That Cardinal group of Dierdorf, Young, Finnie, Banks and Dobler is a mighty tempting choice. Tied the record for fewest sacks (eight) allowed in 1975, until Miami broke it by one, 13 years later. Here's the snapper to that. One of the people sacked was Jim Bakken, the kicker, who went down attempting a fake field goal. If he would have just heaved the ball somewhere, anywhere, that Cardinal unit would still hold a piece of the record. A fine unit but not my No. 1.

The uneaten Dolphins of 1972 had my favorite middle three of all time, Kuechenberg, Langer and Little, but the tackles, Moore and Evans, although functional, were not really great. It was a terrific run-blocking line, though. That's the thing with almost every unit you listed, and they certainly were impressive ... each one had one or two players who fit in well but were not really stars. Except one. The Packers of the early 1960s.

Four out of the five, Forrest Gregg, Jerry Kramer, Fuzzy Thurston and Jim Ringo, had been consensus All-Pros, some of them for many years. The fifth, LT Bob Skoronski, was the team captain and a fine player. So that's my unit. A slight correction, Marc. When you list Ringo/Curry at center, you're forgetting Ken Bowman, who figured in there before Bill Curry did and took over the job when Ringo was shipped to Philly.

Finally, Marc doesn't see any aspect of execution that's better now than it was 20-40 years ago. Forty years ago there were 22 teams, 14 in the NFL, eight in the AFL. Now there are 32. Naturally the talent is going to be a bit diluted. Better talent, comparatively speaking, means better execution.

Ed of New Orleans thinks defenses should blitz heavily in the first two weeks, catching the opposing lines in a sluggish mode, coming out of camp. Might work here and there, but if it became a regular thing, offensive coaches would devote a lot of the camp work preparing for exactly that tactic. I liked your wrap-up: "Doesn't really matter in the long run. But, as they say, in the long run we are all dead ... " (I know a long run would finish me off right now).
──────
▶ _ACTIVITY A_
Find each line in the rows below that contains the string "positive", treating uppercase and lowercase as different, and copy those lines.
──────
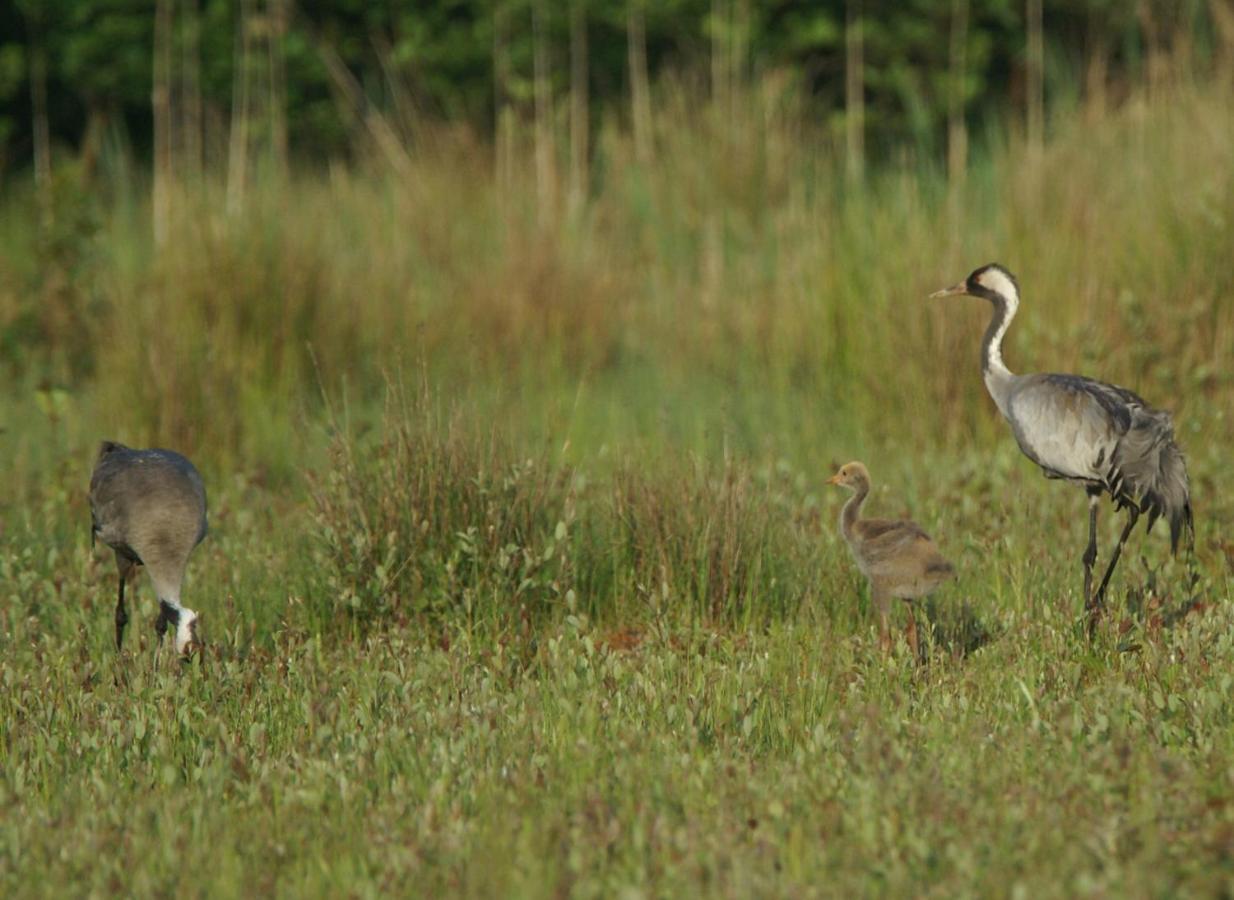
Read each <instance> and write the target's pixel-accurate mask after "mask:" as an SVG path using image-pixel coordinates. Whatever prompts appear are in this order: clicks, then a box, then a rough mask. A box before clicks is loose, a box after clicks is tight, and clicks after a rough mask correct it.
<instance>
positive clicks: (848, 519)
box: [840, 483, 870, 543]
mask: <svg viewBox="0 0 1234 900" xmlns="http://www.w3.org/2000/svg"><path fill="white" fill-rule="evenodd" d="M869 494H870V485H869V484H864V483H858V486H856V490H855V491H854V494H853V496H850V498H849V500H848V502H847V504H844V509H842V510H840V533H842V535H844V540H845V541H848V542H849V543H853V541H854V540H855V537H856V535H855V533H854V531H853V528H854V527H856V521H858V520H859V519H860V517H861V505H863V504H864V502H865V498H866V496H868V495H869Z"/></svg>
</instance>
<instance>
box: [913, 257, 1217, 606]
mask: <svg viewBox="0 0 1234 900" xmlns="http://www.w3.org/2000/svg"><path fill="white" fill-rule="evenodd" d="M956 294H967V295H970V296H979V298H983V299H985V300H988V301H990V302H991V305H992V306H993V315H992V316H991V317H990V326H988V327H987V328H986V335H985V338H983V340H982V346H981V372H982V377H983V379H985V383H986V389H987V390H988V391H990V396H991V398H992V399H993V401H995V405H996V406H998V411H1000V412H1001V414H1002V415H1003V417H1004V419H1006V420H1007V422H1008V423H1009V425H1011V427H1012V432H1013V433H1014V436H1016V442H1017V443H1018V444H1019V448H1021V449H1022V451H1023V452H1024V456H1027V457H1028V458H1029V459H1032V460H1033V462H1034V463H1037V464H1038V465H1039V467H1040V468H1041V470H1043V472H1044V473H1045V475H1046V477H1048V478H1060V479H1065V480H1069V481H1076V483H1079V484H1082V485H1085V488H1086V489H1087V490H1088V494H1090V498H1091V499H1095V498H1096V495H1097V494H1099V493H1108V494H1109V496H1111V498H1112V499H1113V501H1114V504H1116V505H1117V506H1118V507H1119V509H1127V510H1128V514H1129V523H1128V526H1127V528H1125V530H1124V532H1123V537H1122V538H1120V541H1119V543H1118V547H1117V548H1116V551H1114V553H1113V557H1112V559H1111V564H1109V568H1108V569H1107V572H1106V578H1104V579H1103V580H1102V584H1101V588H1098V590H1097V594H1096V595H1093V596H1092V598H1090V596H1086V598H1085V602H1086V605H1087V606H1088V607H1090V611H1093V612H1095V611H1096V610H1098V609H1099V606H1101V602H1102V599H1103V594H1104V589H1106V584H1107V583H1108V580H1109V575H1111V573H1112V572H1113V568H1114V564H1116V563H1117V560H1118V554H1119V553H1120V552H1122V547H1123V542H1124V541H1125V540H1127V535H1128V533H1129V532H1130V530H1132V527H1134V523H1135V520H1137V519H1138V517H1139V515H1140V514H1145V515H1146V516H1148V526H1146V527H1148V530H1151V528H1153V525H1154V523H1155V522H1156V520H1157V519H1161V517H1164V519H1166V520H1167V521H1169V522H1170V547H1171V552H1177V549H1178V541H1180V538H1181V537H1182V536H1183V535H1186V536H1187V537H1188V540H1193V538H1195V526H1193V520H1192V511H1191V490H1190V485H1188V480H1187V467H1186V462H1185V460H1183V457H1182V451H1180V449H1178V444H1177V443H1176V442H1175V438H1174V423H1172V421H1171V419H1170V414H1169V412H1165V411H1162V410H1156V409H1153V407H1151V406H1149V405H1148V404H1146V402H1144V400H1143V399H1141V398H1140V396H1139V395H1138V394H1135V393H1134V391H1130V390H1127V389H1125V388H1119V386H1118V385H1113V384H1107V383H1106V381H1098V380H1095V379H1091V378H1083V377H1081V375H1062V374H1034V375H1017V374H1014V373H1012V372H1011V370H1009V369H1008V368H1007V365H1006V364H1004V363H1003V358H1002V341H1003V337H1004V336H1006V333H1007V328H1008V326H1009V325H1011V321H1012V319H1014V317H1016V311H1017V310H1018V307H1019V285H1018V283H1017V281H1016V278H1014V277H1013V275H1012V274H1011V273H1009V272H1007V269H1004V268H1003V267H1001V265H998V264H996V263H992V264H990V265H983V267H981V268H980V269H976V270H974V272H972V274H970V275H969V277H967V278H966V279H965V280H964V281H961V283H960V284H958V285H955V286H953V288H948V289H945V290H940V291H937V293H935V294H934V296H950V295H956ZM1095 559H1096V506H1091V520H1090V540H1088V549H1087V551H1086V553H1085V557H1083V560H1085V593H1086V595H1087V593H1088V586H1090V584H1091V567H1092V563H1093V560H1095Z"/></svg>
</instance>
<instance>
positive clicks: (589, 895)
mask: <svg viewBox="0 0 1234 900" xmlns="http://www.w3.org/2000/svg"><path fill="white" fill-rule="evenodd" d="M674 102H677V104H679V107H673V106H671V104H674ZM747 104H748V106H749V109H748V110H747V111H745V114H744V115H748V116H749V122H758V127H753V126H752V127H733V128H729V127H726V126H723V125H722V122H721V120H719V119H718V117H716V116H713V115H712V114H711V112H710V111H708V110H707V109H706V106H700V107H697V109H696V107H695V106H696V105H691V104H690V102H689V98H680V99H677V100H674V99H673V95H671V94H669V95H666V96H665V98H664V105H665V106H666V107H668V109H664V110H661V112H663V119H661V122H660V126H659V128H660V130H659V132H658V135H656V138H658V142H656V154H658V156H656V162H655V164H654V165H640V164H638V163H637V162H634V157H633V152H632V148H631V146H629V141H628V140H627V138H626V137H624V136H622V135H621V133H618V132H616V131H615V132H611V133H610V132H607V131H606V132H605V133H602V135H601V136H600V137H598V142H597V146H598V148H600V149H598V151H597V153H598V157H597V165H596V169H597V172H596V186H595V191H594V194H592V196H591V198H590V200H589V202H587V205H586V206H585V207H584V209H582V211H581V212H576V214H571V215H566V214H565V212H564V211H563V212H559V214H554V215H545V214H544V211H543V210H540V211H539V212H537V207H536V202H534V186H533V184H532V183H531V180H529V179H516V180H515V183H512V184H502V185H496V184H494V179H492V170H494V165H492V159H491V158H490V157H489V153H487V151H485V149H482V148H476V147H474V146H471V144H468V143H465V142H460V140H458V138H457V137H450V136H448V135H447V136H443V137H442V138H441V141H439V143H437V144H429V146H426V148H423V149H422V151H421V153H420V154H418V156H417V157H416V158H415V167H413V169H412V170H411V173H410V174H405V175H404V177H401V178H399V177H395V175H390V174H385V173H381V172H380V170H375V169H374V168H371V167H365V165H363V164H360V165H357V168H355V169H354V170H350V172H347V170H332V172H328V173H301V174H299V175H297V177H296V178H294V179H292V180H291V181H290V183H284V184H276V183H271V184H269V185H267V186H263V188H262V189H255V190H254V191H253V193H252V194H251V195H249V196H248V199H247V207H246V210H244V211H243V214H241V215H238V216H234V217H228V216H227V215H225V214H223V212H222V206H223V205H222V202H221V198H220V196H218V195H217V191H216V190H215V188H213V186H211V185H206V186H204V188H200V189H196V190H188V189H186V190H185V191H184V193H183V194H181V195H180V196H179V199H178V210H179V217H178V221H176V226H175V231H174V235H173V240H172V241H170V242H169V244H168V246H167V247H165V248H162V249H155V248H154V247H153V246H152V244H151V242H149V237H148V209H147V206H146V205H144V202H143V200H142V199H141V198H142V188H141V185H139V184H133V183H130V181H127V180H126V179H123V178H118V177H117V178H114V179H112V180H109V181H107V183H106V184H107V186H106V189H86V188H84V186H83V185H80V184H78V183H75V181H74V177H73V174H72V172H69V173H68V174H65V175H64V178H63V179H62V180H60V181H59V183H58V185H57V201H56V209H54V223H53V225H51V226H49V227H48V228H44V230H42V231H39V230H36V228H31V227H30V222H31V221H33V212H32V210H31V209H30V207H28V206H23V205H22V201H21V199H20V198H17V199H15V200H14V201H12V202H10V204H6V205H5V206H4V207H2V211H0V347H2V351H4V354H5V358H4V364H2V365H4V368H2V375H0V388H2V393H0V414H2V431H0V470H2V472H4V473H5V479H4V490H2V494H0V585H2V586H0V590H2V604H0V681H2V685H4V688H2V690H0V810H2V815H0V891H2V893H4V894H5V895H6V896H36V895H64V894H65V893H69V894H75V895H88V894H89V895H104V894H117V893H118V894H135V895H170V894H181V893H183V894H189V895H196V894H201V895H211V896H228V895H242V894H243V895H249V894H252V893H254V891H259V893H263V894H276V895H296V896H299V895H306V894H307V895H349V896H350V895H354V896H369V895H376V894H381V893H391V891H397V893H402V894H424V895H436V894H465V895H485V896H490V895H518V896H522V895H527V896H543V895H559V894H566V893H569V894H574V895H579V896H597V895H602V896H608V895H623V896H643V895H682V894H686V893H687V891H689V893H696V894H703V895H723V896H747V895H750V894H752V893H758V894H771V895H791V896H801V895H837V896H851V895H886V894H896V895H905V894H927V895H937V896H966V895H974V896H976V895H1012V896H1055V895H1067V896H1070V895H1077V894H1082V895H1117V896H1164V895H1175V894H1191V895H1197V894H1198V895H1219V894H1223V893H1229V891H1230V890H1232V889H1234V728H1232V725H1234V721H1232V720H1234V701H1232V700H1230V696H1232V680H1234V637H1232V627H1230V626H1232V625H1234V621H1232V620H1234V616H1232V614H1230V606H1229V604H1228V602H1227V599H1228V596H1229V594H1230V586H1232V573H1234V567H1232V563H1230V559H1232V558H1234V547H1232V544H1230V543H1229V542H1228V540H1227V537H1225V528H1227V526H1228V523H1229V522H1230V521H1232V514H1234V504H1232V501H1230V500H1229V495H1228V493H1227V491H1224V490H1223V485H1224V483H1225V480H1227V478H1225V473H1227V472H1228V462H1227V459H1228V449H1227V448H1228V447H1229V446H1230V444H1232V438H1234V422H1232V419H1230V415H1229V411H1230V410H1232V402H1234V379H1232V374H1230V372H1232V369H1230V349H1232V340H1234V269H1232V268H1230V267H1229V248H1230V247H1232V246H1234V169H1232V167H1230V165H1229V159H1232V158H1234V96H1232V95H1230V93H1229V90H1228V89H1218V88H1197V86H1188V88H1178V89H1172V90H1171V91H1170V93H1167V94H1164V95H1159V96H1154V98H1132V99H1130V100H1128V102H1125V104H1124V105H1123V106H1122V107H1120V109H1119V110H1118V111H1116V112H1112V114H1106V115H1099V116H1098V115H1096V114H1092V112H1091V111H1087V110H1076V111H1075V112H1072V114H1066V115H1060V117H1059V120H1058V121H1056V122H1055V123H1054V128H1053V137H1051V138H1050V141H1049V142H1048V144H1046V146H1045V148H1044V152H1043V153H1041V154H1040V157H1029V156H1025V154H1024V153H1023V152H1022V151H1019V149H1017V147H1018V141H1017V138H1014V136H1012V137H1008V138H1006V140H1000V138H997V137H990V138H988V142H987V143H988V146H987V147H986V148H985V149H983V151H981V152H980V153H979V154H976V156H977V159H976V162H975V164H974V168H972V170H971V172H970V173H969V175H967V179H966V181H965V183H964V184H963V185H948V184H946V181H945V179H944V175H943V174H942V172H940V170H937V168H935V167H933V165H930V164H928V163H924V162H911V160H903V162H898V163H893V164H892V163H888V164H886V165H885V167H882V168H881V169H880V170H877V173H876V174H875V175H872V177H871V180H870V181H869V183H868V184H866V185H864V186H863V188H860V189H851V188H848V189H847V188H845V186H844V185H843V180H838V179H837V173H838V172H840V167H839V165H837V162H835V159H834V156H833V153H832V151H830V149H829V144H828V142H827V140H826V138H824V137H823V136H821V135H817V133H816V132H814V131H813V130H812V128H811V127H810V125H808V123H807V122H806V120H805V117H803V115H801V114H800V112H795V111H793V109H795V107H793V106H792V104H791V102H790V101H787V100H784V99H781V98H775V96H765V95H763V94H759V93H758V91H752V94H750V96H749V98H747ZM991 259H998V260H1001V262H1003V263H1004V264H1007V265H1008V267H1011V268H1012V269H1013V270H1014V272H1017V273H1018V274H1019V275H1021V283H1022V286H1023V289H1024V302H1023V306H1022V310H1021V317H1019V319H1018V320H1017V322H1016V325H1014V326H1013V328H1012V332H1011V336H1009V341H1008V347H1007V358H1008V362H1009V364H1011V365H1012V368H1014V369H1018V370H1022V372H1030V370H1039V369H1058V370H1062V372H1081V373H1087V374H1095V375H1099V377H1102V378H1106V379H1109V380H1114V381H1117V383H1120V384H1125V385H1127V386H1129V388H1133V389H1137V390H1139V391H1140V393H1143V394H1144V395H1145V396H1146V398H1148V399H1149V400H1150V401H1154V402H1156V404H1159V405H1162V406H1166V407H1170V409H1172V410H1174V411H1175V416H1176V426H1177V433H1178V440H1180V443H1181V444H1182V447H1183V449H1185V451H1186V453H1187V458H1188V465H1190V470H1191V479H1192V490H1193V496H1195V502H1196V520H1197V541H1196V553H1195V559H1193V565H1195V573H1196V574H1195V580H1192V579H1191V577H1190V574H1188V559H1187V558H1186V557H1181V558H1178V559H1176V560H1171V559H1170V558H1169V553H1167V541H1166V538H1165V536H1164V530H1161V528H1160V526H1159V531H1157V533H1155V535H1153V536H1151V537H1150V538H1146V540H1145V538H1143V537H1141V536H1139V535H1138V537H1137V542H1135V543H1134V544H1133V547H1132V552H1130V553H1129V554H1127V556H1125V557H1124V562H1123V564H1122V567H1120V570H1119V574H1118V575H1116V581H1114V590H1113V594H1112V605H1113V611H1114V612H1113V615H1112V616H1111V617H1109V619H1108V620H1107V623H1106V626H1104V627H1103V630H1102V631H1101V632H1099V633H1098V636H1097V638H1096V640H1095V641H1093V642H1092V643H1090V642H1088V641H1086V640H1085V638H1083V636H1082V632H1081V630H1080V628H1079V627H1077V621H1079V614H1080V606H1081V600H1080V596H1079V595H1080V583H1081V579H1080V575H1081V569H1080V553H1081V551H1082V548H1083V543H1085V538H1086V533H1085V527H1086V520H1085V505H1083V499H1082V495H1081V493H1080V491H1079V490H1077V489H1075V488H1069V486H1064V485H1060V484H1056V483H1048V481H1045V480H1044V479H1041V478H1040V475H1039V474H1038V472H1037V470H1035V469H1034V468H1033V467H1032V464H1030V463H1028V462H1027V460H1024V459H1023V458H1022V457H1021V456H1019V453H1018V451H1017V449H1016V447H1014V443H1013V441H1012V440H1011V437H1009V435H1008V433H1007V431H1006V427H1004V425H1003V423H1002V422H1001V421H998V419H997V414H996V411H995V410H993V407H992V404H991V402H990V401H988V399H987V398H986V395H985V391H983V388H982V385H981V380H980V373H979V364H977V346H979V341H980V335H981V332H982V330H983V327H985V322H986V316H987V310H986V309H985V307H983V306H982V304H981V302H980V301H977V300H954V301H945V302H939V301H935V302H930V301H927V300H924V295H925V294H928V293H929V291H930V290H934V289H937V288H940V286H944V285H946V284H951V283H954V281H955V280H958V279H959V278H961V277H964V275H965V274H967V272H969V270H970V269H972V268H975V267H976V265H977V264H980V263H983V262H988V260H991ZM102 437H109V438H114V440H120V441H125V442H128V443H132V444H138V446H144V444H157V446H169V447H174V448H178V449H181V451H183V452H185V453H188V454H189V456H191V457H193V458H194V459H195V462H196V463H197V465H199V468H201V470H202V473H204V475H205V479H206V484H207V489H209V493H210V504H211V535H210V537H209V538H207V540H206V541H205V542H204V543H202V544H201V547H200V548H199V549H197V551H196V553H195V556H194V558H193V562H191V564H190V569H189V579H188V583H186V586H185V593H184V596H185V602H186V604H188V605H189V606H191V607H194V609H196V610H199V611H200V612H201V614H202V621H204V630H205V632H206V636H207V638H209V640H210V646H209V651H207V653H206V654H205V657H204V658H202V659H201V660H200V664H199V665H191V667H181V665H179V664H178V663H174V662H173V660H169V659H167V658H164V659H163V660H162V662H159V663H155V659H154V654H153V632H152V628H151V625H152V623H153V617H154V610H153V606H154V602H153V595H152V591H151V588H149V585H148V583H147V581H144V580H143V581H142V583H141V588H139V591H138V601H137V609H136V612H137V615H136V616H135V626H136V627H133V628H131V630H130V635H131V638H130V641H131V643H132V646H131V647H128V648H126V652H125V654H123V656H121V657H118V658H117V656H116V653H115V652H114V648H112V646H111V635H112V628H111V609H112V602H114V599H112V598H114V590H115V583H114V578H115V575H114V568H112V562H111V558H110V553H107V552H104V551H102V549H101V548H94V549H91V547H90V540H89V538H90V535H89V521H90V519H89V507H88V502H86V496H85V493H86V485H88V481H89V472H90V467H91V463H93V456H94V452H95V447H96V444H97V441H99V440H100V438H102ZM853 458H861V459H864V460H865V462H866V463H868V464H869V465H870V468H871V472H872V474H874V478H875V480H876V486H875V491H874V495H872V498H871V501H870V510H871V512H874V514H881V515H901V514H906V515H911V516H912V517H913V519H916V520H917V521H919V522H921V523H923V525H924V526H925V527H927V528H928V530H929V531H930V532H932V533H933V535H934V537H935V538H937V541H938V543H939V544H940V547H942V549H943V552H944V553H945V554H946V556H948V557H949V558H950V559H951V560H954V562H955V564H956V568H958V570H959V578H958V580H956V581H955V583H953V584H951V585H949V586H946V588H944V589H943V590H942V591H940V593H939V594H938V595H937V596H935V598H934V599H933V602H932V604H930V606H929V610H928V611H929V617H930V619H932V621H933V622H934V626H935V627H934V636H933V640H932V641H930V656H929V659H928V662H927V663H924V664H919V665H914V664H913V662H912V660H911V659H909V658H908V654H907V649H906V648H905V647H903V646H902V644H901V646H900V647H898V648H897V651H896V653H895V654H893V656H891V657H886V656H884V654H881V653H880V652H879V648H877V642H876V640H875V633H874V630H875V622H874V616H872V615H871V612H870V610H869V607H868V599H866V593H865V586H864V584H863V583H861V580H860V579H859V577H858V574H856V572H855V569H854V568H853V565H851V564H850V562H849V558H848V554H847V552H845V548H844V547H843V546H842V543H840V541H839V538H838V535H837V533H835V528H834V520H835V515H837V512H838V509H839V505H840V502H842V499H843V498H842V496H839V495H838V494H834V493H829V489H828V488H826V486H824V485H823V480H824V479H826V478H827V475H829V474H830V473H832V472H833V468H834V465H835V464H838V463H843V462H847V460H848V459H853ZM1116 533H1117V531H1116V523H1114V517H1113V516H1111V515H1109V514H1108V512H1107V515H1106V517H1104V520H1103V528H1102V535H1103V554H1104V553H1107V552H1108V547H1109V544H1111V542H1112V540H1113V537H1114V535H1116ZM1188 610H1190V614H1188V615H1182V614H1183V612H1186V611H1188Z"/></svg>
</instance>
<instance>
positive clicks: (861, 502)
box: [827, 462, 955, 659]
mask: <svg viewBox="0 0 1234 900" xmlns="http://www.w3.org/2000/svg"><path fill="white" fill-rule="evenodd" d="M827 483H828V484H837V485H839V486H842V488H847V489H848V490H850V491H853V496H851V498H850V499H849V501H848V502H847V504H844V509H843V510H842V511H840V533H842V535H843V536H844V540H845V541H848V546H849V549H850V551H853V558H854V559H855V560H856V565H858V568H859V569H861V574H863V575H865V577H866V578H868V579H869V581H870V601H871V604H872V605H874V609H875V611H876V612H877V614H879V641H880V643H881V644H882V647H884V648H885V649H887V648H890V647H891V637H890V633H888V628H887V615H888V612H890V611H891V599H892V598H897V599H900V600H907V601H911V600H914V599H917V598H922V596H925V595H927V594H930V593H933V591H934V589H935V588H938V586H939V585H940V584H943V581H946V580H948V579H950V578H953V577H954V575H955V567H953V565H951V563H949V562H948V560H946V559H944V558H943V554H942V553H939V552H938V547H935V546H934V542H933V541H932V540H930V537H929V535H927V533H925V532H924V531H922V527H921V526H919V525H917V523H916V522H911V521H908V520H888V519H861V506H863V504H865V499H866V496H868V495H869V494H870V473H869V472H868V470H866V468H865V465H863V464H861V463H856V462H854V463H847V464H844V465H842V467H840V469H839V472H837V473H835V474H834V475H832V477H830V478H829V479H827ZM907 638H908V646H909V648H911V649H912V652H913V658H914V659H916V658H917V653H918V643H917V620H916V617H914V616H913V607H912V604H911V602H909V604H908V631H907Z"/></svg>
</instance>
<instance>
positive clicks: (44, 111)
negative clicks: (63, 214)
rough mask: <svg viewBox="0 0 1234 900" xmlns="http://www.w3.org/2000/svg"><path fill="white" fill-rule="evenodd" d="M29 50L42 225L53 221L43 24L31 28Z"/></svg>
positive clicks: (31, 88)
mask: <svg viewBox="0 0 1234 900" xmlns="http://www.w3.org/2000/svg"><path fill="white" fill-rule="evenodd" d="M31 31H32V32H33V33H32V38H31V44H32V46H31V51H30V107H31V114H32V116H33V120H35V122H33V126H35V133H33V143H35V190H36V191H37V194H38V209H39V215H41V216H42V220H43V225H44V226H47V225H51V223H52V215H53V214H52V130H51V125H49V123H48V120H47V46H46V44H44V43H43V30H42V23H41V22H39V23H36V25H35V26H33V27H32V30H31Z"/></svg>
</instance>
──────
▶ _ACTIVITY B_
Write out the part of the offensive-lines passage that begins at "Four out of" and ends after "shipped to Philly.", word for word.

▶ _ANSWER A_
positive clicks: (848, 519)
positive clicks: (589, 895)
positive clicks: (861, 502)
positive clicks: (44, 111)
positive clicks: (31, 88)

▶ _ANSWER B_
Four out of the five, Forrest Gregg, Jerry Kramer, Fuzzy Thurston and Jim Ringo, had been consensus All-Pros, some of them for many years. The fifth, LT Bob Skoronski, was the team captain and a fine player. So that's my unit. A slight correction, Marc. When you list Ringo/Curry at center, you're forgetting Ken Bowman, who figured in there before Bill Curry did and took over the job when Ringo was shipped to Philly.